■ **Requirement A**
According to the post on Across the Wide Missouri, which decade does DeVoto's book mainly cover?
■ **Requirement B**
Repeat word for word the part of the post on Across the Wide Missouri that opens with the words containing "Bernard DeVoto was" and closes with "to the Indians.".
■ **Requirement C**
Carry on the post on Across the Wide Missouri, starting right after its last sentence.

Wednesday, October 09, 2013

Across the Wide Missouri

Bernard DeVoto was an author and editor who worked in the first half of the 20th Century. He wrote several works about Mark Twain and was the editor of a volume of Twain’s mainly unpublished works Letters from the Earth. He was also a historian of the early days of the American west.  I have just finished reading his book Across the Wide Missouri which deals mainly with the mountain men and fur companies of  the west in the 1830’s and the Indians they encountered but also covers the  Whitmans and other early missionaries to the Indians.

■ **Data provided**

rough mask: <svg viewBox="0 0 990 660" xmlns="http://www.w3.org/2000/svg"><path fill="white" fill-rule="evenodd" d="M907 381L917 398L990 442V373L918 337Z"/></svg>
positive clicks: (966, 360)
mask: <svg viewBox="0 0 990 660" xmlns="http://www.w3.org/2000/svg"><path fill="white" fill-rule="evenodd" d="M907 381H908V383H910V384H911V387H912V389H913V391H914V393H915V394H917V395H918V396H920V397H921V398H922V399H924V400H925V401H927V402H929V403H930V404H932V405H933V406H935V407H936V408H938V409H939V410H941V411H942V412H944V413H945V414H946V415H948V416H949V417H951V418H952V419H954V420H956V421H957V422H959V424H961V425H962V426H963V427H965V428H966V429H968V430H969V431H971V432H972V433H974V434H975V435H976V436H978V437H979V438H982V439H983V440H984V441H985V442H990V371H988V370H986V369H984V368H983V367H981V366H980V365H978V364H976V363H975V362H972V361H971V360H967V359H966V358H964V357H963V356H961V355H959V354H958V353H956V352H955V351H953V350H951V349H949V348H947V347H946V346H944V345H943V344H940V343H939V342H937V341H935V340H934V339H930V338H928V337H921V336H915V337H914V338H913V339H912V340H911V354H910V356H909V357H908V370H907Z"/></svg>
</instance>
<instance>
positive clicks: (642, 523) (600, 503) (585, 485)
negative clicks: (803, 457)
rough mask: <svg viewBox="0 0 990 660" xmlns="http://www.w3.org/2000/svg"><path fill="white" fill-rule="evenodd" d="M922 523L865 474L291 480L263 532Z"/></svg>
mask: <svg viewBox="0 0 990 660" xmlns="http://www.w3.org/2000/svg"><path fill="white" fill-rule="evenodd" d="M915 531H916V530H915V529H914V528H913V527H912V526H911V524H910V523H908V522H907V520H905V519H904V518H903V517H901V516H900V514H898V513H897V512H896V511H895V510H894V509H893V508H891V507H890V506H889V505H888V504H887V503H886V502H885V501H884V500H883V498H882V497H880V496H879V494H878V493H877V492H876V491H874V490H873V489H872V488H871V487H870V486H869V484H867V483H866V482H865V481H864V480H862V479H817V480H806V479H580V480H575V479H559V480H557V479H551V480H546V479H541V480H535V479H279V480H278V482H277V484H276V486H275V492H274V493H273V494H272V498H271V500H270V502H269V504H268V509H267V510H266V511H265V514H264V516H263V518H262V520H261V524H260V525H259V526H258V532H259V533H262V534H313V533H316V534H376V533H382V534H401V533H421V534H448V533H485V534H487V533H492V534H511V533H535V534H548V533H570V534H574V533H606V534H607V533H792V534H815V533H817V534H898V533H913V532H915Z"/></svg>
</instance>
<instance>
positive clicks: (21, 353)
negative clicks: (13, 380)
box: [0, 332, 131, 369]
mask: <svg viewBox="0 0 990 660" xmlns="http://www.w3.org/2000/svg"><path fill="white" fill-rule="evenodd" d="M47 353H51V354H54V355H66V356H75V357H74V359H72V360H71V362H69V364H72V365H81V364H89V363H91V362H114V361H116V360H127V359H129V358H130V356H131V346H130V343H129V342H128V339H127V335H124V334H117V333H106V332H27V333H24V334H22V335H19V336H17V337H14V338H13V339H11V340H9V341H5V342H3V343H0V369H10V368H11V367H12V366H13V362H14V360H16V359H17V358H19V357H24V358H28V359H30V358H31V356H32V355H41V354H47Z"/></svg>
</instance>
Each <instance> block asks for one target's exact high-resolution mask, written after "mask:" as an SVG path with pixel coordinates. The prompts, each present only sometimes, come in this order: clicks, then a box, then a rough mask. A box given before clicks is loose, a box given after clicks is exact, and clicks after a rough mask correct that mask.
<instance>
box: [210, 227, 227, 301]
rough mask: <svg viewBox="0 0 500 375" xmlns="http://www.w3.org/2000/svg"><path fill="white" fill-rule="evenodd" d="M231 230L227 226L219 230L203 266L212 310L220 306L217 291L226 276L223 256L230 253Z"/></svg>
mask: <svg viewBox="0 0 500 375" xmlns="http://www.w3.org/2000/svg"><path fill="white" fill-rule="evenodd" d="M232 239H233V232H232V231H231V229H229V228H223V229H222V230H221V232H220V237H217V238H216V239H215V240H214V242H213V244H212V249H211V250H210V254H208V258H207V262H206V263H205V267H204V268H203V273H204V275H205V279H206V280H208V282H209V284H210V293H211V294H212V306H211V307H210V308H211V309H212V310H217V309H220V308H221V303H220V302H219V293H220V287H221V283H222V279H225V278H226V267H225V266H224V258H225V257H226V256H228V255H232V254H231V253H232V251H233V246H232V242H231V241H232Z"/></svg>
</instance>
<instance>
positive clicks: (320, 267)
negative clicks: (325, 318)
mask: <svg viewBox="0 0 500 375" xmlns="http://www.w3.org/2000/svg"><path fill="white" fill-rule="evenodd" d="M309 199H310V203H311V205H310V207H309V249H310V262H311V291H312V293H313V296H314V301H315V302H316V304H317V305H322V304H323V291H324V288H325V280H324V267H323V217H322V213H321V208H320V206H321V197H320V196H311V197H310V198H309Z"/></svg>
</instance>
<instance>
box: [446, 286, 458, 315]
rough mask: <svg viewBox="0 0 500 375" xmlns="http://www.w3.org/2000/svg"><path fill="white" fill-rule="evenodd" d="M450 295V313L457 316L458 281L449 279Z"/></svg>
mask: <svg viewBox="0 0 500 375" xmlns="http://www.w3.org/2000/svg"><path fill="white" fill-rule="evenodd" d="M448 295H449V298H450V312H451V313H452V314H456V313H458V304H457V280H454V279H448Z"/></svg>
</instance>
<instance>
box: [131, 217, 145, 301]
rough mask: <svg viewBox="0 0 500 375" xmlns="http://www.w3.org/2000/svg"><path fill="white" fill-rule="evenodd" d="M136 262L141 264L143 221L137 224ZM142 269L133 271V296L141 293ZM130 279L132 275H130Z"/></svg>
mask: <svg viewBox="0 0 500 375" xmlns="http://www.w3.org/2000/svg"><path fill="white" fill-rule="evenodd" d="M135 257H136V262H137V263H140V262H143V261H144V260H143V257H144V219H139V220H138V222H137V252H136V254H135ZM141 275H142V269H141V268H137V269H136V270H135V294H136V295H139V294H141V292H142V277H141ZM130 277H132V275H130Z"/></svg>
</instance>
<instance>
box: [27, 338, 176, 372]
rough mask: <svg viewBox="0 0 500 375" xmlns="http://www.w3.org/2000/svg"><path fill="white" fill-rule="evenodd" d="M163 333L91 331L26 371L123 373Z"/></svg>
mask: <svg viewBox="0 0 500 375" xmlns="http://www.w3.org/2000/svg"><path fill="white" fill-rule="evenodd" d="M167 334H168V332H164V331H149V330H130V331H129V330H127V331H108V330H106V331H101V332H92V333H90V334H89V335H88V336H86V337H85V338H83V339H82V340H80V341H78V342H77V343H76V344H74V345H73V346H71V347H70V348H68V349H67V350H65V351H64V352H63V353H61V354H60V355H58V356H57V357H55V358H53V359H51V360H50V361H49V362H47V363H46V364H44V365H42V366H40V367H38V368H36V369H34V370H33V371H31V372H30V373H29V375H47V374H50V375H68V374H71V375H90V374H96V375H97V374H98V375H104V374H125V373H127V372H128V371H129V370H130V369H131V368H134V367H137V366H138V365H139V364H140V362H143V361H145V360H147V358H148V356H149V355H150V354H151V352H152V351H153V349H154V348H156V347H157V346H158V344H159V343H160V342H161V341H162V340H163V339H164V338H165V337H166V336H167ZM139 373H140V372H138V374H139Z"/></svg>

■ **Task output A**
The 1830s.

■ **Task output B**
Bernard DeVoto was an author and editor who worked in the first half of the 20th Century. He wrote several works about Mark Twain and was the editor of a volume of Twain’s mainly unpublished works Letters from the Earth. He was also a historian of the early days of the American west.  I have just finished reading his book Across the Wide Missouri which deals mainly with the mountain men and fur companies of  the west in the 1830’s and the Indians they encountered but also covers the  Whitmans and other early missionaries to the Indians.

■ **Task output C**
It is a fine and interesting book on a colorful and fascinating subject. DeVoto is a good writer, a thorough and  scrupulous collector of information, and a thoughtful and reasonable historian who makes a thoughtful and reasonable effort to separate fact from myth and tall tales and to be fair while still having an obvious point of view. He clearly admires the mountain men but does not romanticism them. He equally clearly is put off by the priggishness and  self righteousness of many of the missionaries but still recognizes their importance in history and their remarkable commitment and dedication.  He seems somewhat less fair when writing about the fur companies  (it was the 1940’s, and DeVoto was a colleague of Arthur Schlesinger, Jr.),  but even there he generally gives them their due, and some of the things the companies did were pretty rough.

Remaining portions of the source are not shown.